DATA TO USE:
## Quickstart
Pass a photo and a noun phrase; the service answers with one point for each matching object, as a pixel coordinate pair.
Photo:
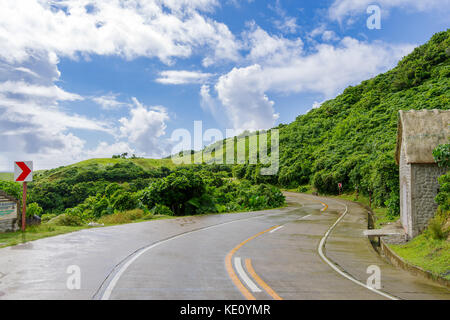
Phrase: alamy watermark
(260, 147)
(374, 280)
(74, 279)
(374, 20)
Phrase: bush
(46, 217)
(393, 205)
(33, 209)
(442, 155)
(162, 210)
(436, 228)
(122, 217)
(123, 201)
(66, 220)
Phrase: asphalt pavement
(271, 254)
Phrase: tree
(174, 191)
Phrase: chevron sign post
(23, 172)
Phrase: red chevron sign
(23, 171)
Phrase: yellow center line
(269, 290)
(230, 270)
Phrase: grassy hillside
(351, 139)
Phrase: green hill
(351, 139)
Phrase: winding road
(312, 249)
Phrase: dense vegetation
(90, 191)
(439, 228)
(351, 139)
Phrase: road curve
(271, 254)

STATED EXERCISE: Can you copy all the records above word for word, leaving out the pictures?

FULL OUTPUT:
## Quickstart
Pass a photo and a noun phrase; the service answers with one point for each matching object, as a pixel coordinate pair.
Photo:
Phrase: alamy watermark
(260, 147)
(374, 280)
(74, 279)
(374, 20)
Phrase: bush
(46, 217)
(393, 205)
(33, 209)
(442, 155)
(162, 210)
(436, 228)
(122, 217)
(123, 201)
(66, 220)
Phrase: asphalt pavement
(271, 254)
Phrase: tree
(174, 191)
Phrase: chevron sign post
(23, 172)
Phrase: red chevron sign
(23, 171)
Phrase: yellow center line
(269, 290)
(230, 270)
Phrase: grassy hillside
(351, 139)
Phrase: green hill
(351, 139)
Phrase: winding road
(312, 249)
Phrase: dense vegetation
(90, 191)
(439, 228)
(351, 139)
Phrase: road curve
(271, 254)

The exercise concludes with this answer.